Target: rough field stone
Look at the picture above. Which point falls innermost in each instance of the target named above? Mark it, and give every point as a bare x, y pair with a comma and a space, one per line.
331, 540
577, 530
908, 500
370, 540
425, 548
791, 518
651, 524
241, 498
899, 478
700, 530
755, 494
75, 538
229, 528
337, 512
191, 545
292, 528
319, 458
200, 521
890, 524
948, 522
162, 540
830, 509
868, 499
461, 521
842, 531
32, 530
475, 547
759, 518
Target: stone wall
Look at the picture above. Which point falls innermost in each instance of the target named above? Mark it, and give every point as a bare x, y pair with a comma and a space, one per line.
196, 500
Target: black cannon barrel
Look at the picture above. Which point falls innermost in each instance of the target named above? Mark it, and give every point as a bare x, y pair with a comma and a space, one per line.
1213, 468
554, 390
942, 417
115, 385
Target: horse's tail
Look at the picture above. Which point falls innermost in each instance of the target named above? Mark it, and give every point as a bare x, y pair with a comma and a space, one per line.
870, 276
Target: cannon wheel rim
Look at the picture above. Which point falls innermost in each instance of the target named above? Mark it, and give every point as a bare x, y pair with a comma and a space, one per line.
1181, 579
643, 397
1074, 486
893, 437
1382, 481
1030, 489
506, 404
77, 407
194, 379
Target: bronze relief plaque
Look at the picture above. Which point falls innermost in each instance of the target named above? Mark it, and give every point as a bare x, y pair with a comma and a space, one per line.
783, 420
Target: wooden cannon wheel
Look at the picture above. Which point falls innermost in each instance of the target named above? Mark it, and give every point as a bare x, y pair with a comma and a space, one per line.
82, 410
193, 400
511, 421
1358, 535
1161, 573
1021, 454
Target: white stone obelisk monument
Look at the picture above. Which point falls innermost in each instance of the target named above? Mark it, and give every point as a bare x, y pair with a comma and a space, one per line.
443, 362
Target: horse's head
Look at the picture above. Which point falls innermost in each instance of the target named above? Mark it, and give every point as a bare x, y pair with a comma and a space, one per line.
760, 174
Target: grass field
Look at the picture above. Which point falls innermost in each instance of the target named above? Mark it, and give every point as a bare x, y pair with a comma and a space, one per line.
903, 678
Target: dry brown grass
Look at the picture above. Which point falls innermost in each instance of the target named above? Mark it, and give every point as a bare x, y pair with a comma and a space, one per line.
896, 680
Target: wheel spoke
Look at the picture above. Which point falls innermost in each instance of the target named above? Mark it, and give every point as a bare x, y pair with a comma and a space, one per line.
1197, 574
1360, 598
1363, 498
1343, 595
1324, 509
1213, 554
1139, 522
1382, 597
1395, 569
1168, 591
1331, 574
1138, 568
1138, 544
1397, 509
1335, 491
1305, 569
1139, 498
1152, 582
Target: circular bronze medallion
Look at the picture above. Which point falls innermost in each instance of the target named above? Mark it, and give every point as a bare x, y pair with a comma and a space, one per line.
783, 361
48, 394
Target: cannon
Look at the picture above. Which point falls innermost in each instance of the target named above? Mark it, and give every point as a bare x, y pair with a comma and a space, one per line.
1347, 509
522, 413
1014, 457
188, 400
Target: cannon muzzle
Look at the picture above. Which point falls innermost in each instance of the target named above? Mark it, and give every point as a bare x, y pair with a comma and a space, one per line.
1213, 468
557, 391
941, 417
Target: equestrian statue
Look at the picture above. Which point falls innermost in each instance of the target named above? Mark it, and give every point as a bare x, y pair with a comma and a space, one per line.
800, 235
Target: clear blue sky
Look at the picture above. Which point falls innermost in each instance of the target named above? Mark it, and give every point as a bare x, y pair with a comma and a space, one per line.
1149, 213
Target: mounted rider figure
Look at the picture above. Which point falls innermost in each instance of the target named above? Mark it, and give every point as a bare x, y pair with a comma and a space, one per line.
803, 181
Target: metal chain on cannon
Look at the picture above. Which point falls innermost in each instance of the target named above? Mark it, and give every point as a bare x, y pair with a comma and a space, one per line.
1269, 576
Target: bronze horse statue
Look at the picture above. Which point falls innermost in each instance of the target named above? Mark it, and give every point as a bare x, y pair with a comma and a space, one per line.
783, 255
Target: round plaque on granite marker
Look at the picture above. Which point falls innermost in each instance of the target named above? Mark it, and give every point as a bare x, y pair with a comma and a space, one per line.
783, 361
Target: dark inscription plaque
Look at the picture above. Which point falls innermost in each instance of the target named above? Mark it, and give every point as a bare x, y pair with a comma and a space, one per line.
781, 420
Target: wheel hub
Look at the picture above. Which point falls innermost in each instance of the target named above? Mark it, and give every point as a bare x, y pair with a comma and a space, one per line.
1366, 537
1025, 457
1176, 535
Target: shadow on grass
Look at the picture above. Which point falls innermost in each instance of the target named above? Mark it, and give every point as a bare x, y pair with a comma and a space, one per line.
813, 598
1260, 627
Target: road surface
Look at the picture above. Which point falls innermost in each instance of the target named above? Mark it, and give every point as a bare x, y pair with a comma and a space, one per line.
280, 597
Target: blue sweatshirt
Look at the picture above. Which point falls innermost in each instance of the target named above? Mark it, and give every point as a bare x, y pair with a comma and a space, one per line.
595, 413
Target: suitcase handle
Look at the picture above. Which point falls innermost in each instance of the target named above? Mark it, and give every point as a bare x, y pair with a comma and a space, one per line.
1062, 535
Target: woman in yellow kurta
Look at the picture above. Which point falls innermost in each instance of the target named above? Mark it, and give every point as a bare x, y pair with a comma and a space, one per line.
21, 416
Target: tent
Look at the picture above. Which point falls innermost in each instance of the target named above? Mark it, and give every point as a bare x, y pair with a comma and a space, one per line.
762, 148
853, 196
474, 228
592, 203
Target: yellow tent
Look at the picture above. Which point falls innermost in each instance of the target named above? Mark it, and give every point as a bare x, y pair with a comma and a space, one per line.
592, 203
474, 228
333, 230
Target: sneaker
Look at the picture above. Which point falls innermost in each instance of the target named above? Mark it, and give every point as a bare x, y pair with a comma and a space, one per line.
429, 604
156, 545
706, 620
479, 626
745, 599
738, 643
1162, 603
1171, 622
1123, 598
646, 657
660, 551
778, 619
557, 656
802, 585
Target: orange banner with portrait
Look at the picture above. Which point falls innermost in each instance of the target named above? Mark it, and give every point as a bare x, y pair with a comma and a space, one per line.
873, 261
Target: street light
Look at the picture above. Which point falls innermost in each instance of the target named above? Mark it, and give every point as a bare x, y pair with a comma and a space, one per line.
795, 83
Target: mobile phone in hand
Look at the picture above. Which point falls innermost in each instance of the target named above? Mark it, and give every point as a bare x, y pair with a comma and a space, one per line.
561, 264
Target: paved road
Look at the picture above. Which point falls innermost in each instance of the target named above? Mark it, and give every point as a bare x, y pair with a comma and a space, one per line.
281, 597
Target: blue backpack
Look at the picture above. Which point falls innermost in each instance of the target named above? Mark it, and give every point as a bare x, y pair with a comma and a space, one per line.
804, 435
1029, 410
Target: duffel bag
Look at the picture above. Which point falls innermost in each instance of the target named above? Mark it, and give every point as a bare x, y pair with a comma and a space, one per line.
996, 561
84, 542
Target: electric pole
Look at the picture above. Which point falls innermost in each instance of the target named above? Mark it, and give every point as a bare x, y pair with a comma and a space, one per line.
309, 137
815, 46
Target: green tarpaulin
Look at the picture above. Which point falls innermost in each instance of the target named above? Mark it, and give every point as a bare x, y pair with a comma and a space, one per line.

******************************

* [What the exercise asks] Write the data from above out again, exactly.

* [Worked answer]
Target: rough field stone
Look at the picture above. Which point falls innermost in each instance of the target named above? Mark it, and give every point as a bare x, y pair with a comma and a space, one per line.
331, 540
577, 530
908, 500
370, 540
425, 548
791, 518
651, 524
241, 498
899, 478
700, 530
755, 494
75, 538
229, 528
337, 512
191, 545
292, 528
319, 458
200, 521
890, 524
948, 522
162, 540
830, 509
868, 499
461, 521
842, 531
32, 530
475, 547
759, 518
Target: stone wall
Look at the picture above. Which point falls innermost in each instance of the target named above? Mark it, and give every point as a bare x, y pair with a comma and a space, one per line.
196, 500
Target: black cannon barrel
Look at the picture above. Which point falls innermost in each instance of the target named above? Mark it, and give every point as a bare x, y pair with a comma and a space, one per line.
1213, 468
554, 390
942, 417
115, 385
Target: horse's tail
Look at the picture above. Which point falls innermost in each instance of the target named above? Mark it, and give every point as a bare x, y pair with a comma and a space, one per line.
870, 276
Target: cannon wheel rim
Look at the picture above. Which point falls innermost in each instance of the target named above? Mark it, and give every point as a bare x, y pair with a comma and a space, one per line.
1181, 579
643, 397
1074, 486
893, 437
1382, 481
1030, 489
506, 404
77, 407
194, 379
Target: bronze relief plaque
Look at the picture above. Which point falls innermost in each instance of the target named above? Mark it, and give every point as a bare x, y pair with a comma and a space, one per line.
783, 420
Target: wooden cannon wheel
Look at the picture above. Which point falls innermost in each instance of the target named above? Mark it, and give every point as a bare x, y pair with a comma and a space, one per line.
82, 410
193, 400
511, 421
1358, 535
1161, 573
1021, 454
Target: white stone obelisk monument
Look at the picture above. Which point falls innermost in each instance of the target named above? Mark it, and give every point as a bare x, y pair with a comma and a space, one per line.
443, 362
Target: horse's head
Look at the picture above. Which point falls innermost in each instance of the target named above? Mark it, and give every point as a bare x, y pair with a comma and a space, one per line.
760, 174
Target: grass field
Look at the picture above. Which point falls innermost in each instance of the target named above? Mark it, and give every point as a bare x, y pair with a comma and a space, one per line.
903, 678
Target: dry brown grass
Look at the picture above. Which point falls innermost in each instance of the target named above? Mark it, and give every point as a bare x, y pair with a comma and a space, one per line.
896, 680
Target: wheel spoke
Look at the picture above. Which point falls innermost in each instance of the target named above? Mark it, and give every point as a bare x, y pair with a comma and a space, one per line.
1197, 574
1360, 598
1363, 498
1343, 595
1324, 509
1213, 554
1139, 522
1382, 597
1395, 569
1168, 591
1331, 574
1138, 568
1138, 544
1397, 509
1335, 491
1305, 569
1139, 498
1152, 582
Target: circular bronze medallion
Look at the picture above. Which point falls innermost in each instance of the target named above? Mark it, and give every point as a bare x, y pair with a comma and a space, one per line.
783, 361
48, 394
Target: cannon
Look at the picture above. Which point falls innermost in each instance of the target named above? Mark it, and give every point as a bare x, y pair with a comma and a space, one per line.
1347, 509
522, 413
1014, 457
188, 400
Target: cannon muzzle
Look at the picture above. Which point falls innermost in each instance of the target named above? Mark it, and give every point as a bare x, y pair with a comma and a space, one per line.
1213, 468
557, 391
941, 417
Target: equestrian statue
Look at the picture above. Which point falls innermost in each instance of the target named above? Mark it, and give every point as a bare x, y pair with a comma and a space, one per line.
800, 235
Target: clear blue sky
Look at the picture above. Which point falls innermost in each instance of the target named above? Mark it, and give every point as a bare x, y pair with a comma and a space, one per line.
1149, 213
Target: mounted rider figure
Look at the picture above. Which point falls innermost in each instance of the target named above? Mark it, and give every point as a bare x, y pair with a comma and a space, one per line.
803, 181
Target: metal chain on cannon
Look at the picture above. Which point falls innermost in each instance of the target named above? Mark it, and give every point as a bare x, y pair with a comma and a space, one per line.
1269, 576
Target: bronze horse statue
Look at the picture above. Which point falls innermost in each instance of the target named above? Mark it, and give every point as a bare x, y pair with a comma and a space, one per line.
783, 255
Target: round plaque on granite marker
Look at the picture above. Which point falls innermost in each instance of the target named above? Mark it, and give every point as a bare x, y pair with a comma and a space, one per line.
783, 361
Target: dark inscription plaque
Look at the picture above. Which point falls innermost in each instance of the target named above? Mark it, and give every point as a bare x, y pair with a comma and a space, one per line.
781, 420
Target: wheel hub
Look at the picture above. Which point falls innermost in each instance of the target named above? Mark it, and give every point as a bare x, y pair with a comma and a space, one per line.
1366, 537
1025, 457
1176, 535
Target: shadow on grass
Look at the picture above. Which point falls innermost in each instance of the target named above? Mark it, and give every point as a bare x, y pair with a comma and a space, one per line.
813, 598
1260, 627
Target: road surface
Look at the picture above. Which point falls innermost in each instance of the target named above? Mark it, and give every point as a bare x, y pair with a comma and a space, one per line.
280, 597
Target: blue sweatshirt
Look at the picture above. Which point falls innermost in each instance of the target named above? Mark it, and give every point as a bare x, y pair with a comma and a space, one per line.
595, 413
Target: suitcase handle
Look at the picture above. Which point falls innermost in each instance of the target named above? Mark it, and give every point as a bare x, y pair with a comma and a space, one per line.
1062, 535
Target: woman in yellow kurta
Look at the picture above. Which point falls innermost in each instance of the target named above? Mark it, and give every point as a bare x, y pair with a comma and a space, one per line.
21, 416
Target: tent
Look at the picture above. Which point falls innermost in each instance of the target named above? Mark it, and give every point as a bare x, y pair with a comma and a space, one per line.
762, 148
853, 196
474, 228
592, 203
Target: yellow tent
Look at the picture above. Which point falls innermost in each instance of the target named above? Mark it, and give every point as a bare x, y pair with a comma and a space, one per line.
592, 203
474, 228
333, 230
Target: sneaker
Look at the picture above. Which point falls innermost in each instance of the target named above? Mark it, and give every point as a bare x, y pair with a comma and a space, one per line.
429, 604
156, 545
706, 620
479, 626
745, 599
738, 643
1162, 603
1171, 622
1123, 598
646, 657
660, 551
778, 619
557, 656
802, 585
Target: orange banner with portrait
Look at the picture above. Which point falls innermost in each instance of the target named above? Mark it, and give every point as a bare x, y pair with a comma and a space, one per line.
873, 261
Target: street light
Look at the picture above. Which point falls innermost in each instance of the target named above? Mark it, and give every point as a bare x, y pair with a comma and a space, one per line.
795, 83
Target: mobile phone in hand
Look at the picture above. Which point falls innermost in each instance of the target named above? Mark it, and give every point as a bare x, y pair with a comma and a space, one per line.
561, 264
Target: paved road
Look at the picture above. Which point falls innermost in each instance of the target named above? Mark it, and give every point as a bare x, y pair with a comma and a space, one per line.
281, 597
Target: blue backpack
Look at the picture above. Which point falls innermost in each instance of the target named above? Mark it, and give every point as a bare x, y pair with a comma and a space, one per line.
804, 435
1029, 410
Target: duffel bag
Look at the picture above. Which point falls innermost in each instance of the target named above? Mark it, and give every point as a bare x, y pair with a comma and a space, one per line.
996, 561
84, 542
Target: electric pole
Look at the picture above. Which point falls innermost in each instance of the target named above? Mark it, and give every point as a bare x, y pair with a comma and a space, one per line.
309, 137
815, 46
Target: green tarpaulin
Look at the picture above. Which point falls innermost in each instance of the target named above? Mark it, and give every point as a bare x, y pair with a comma and a space, one per line.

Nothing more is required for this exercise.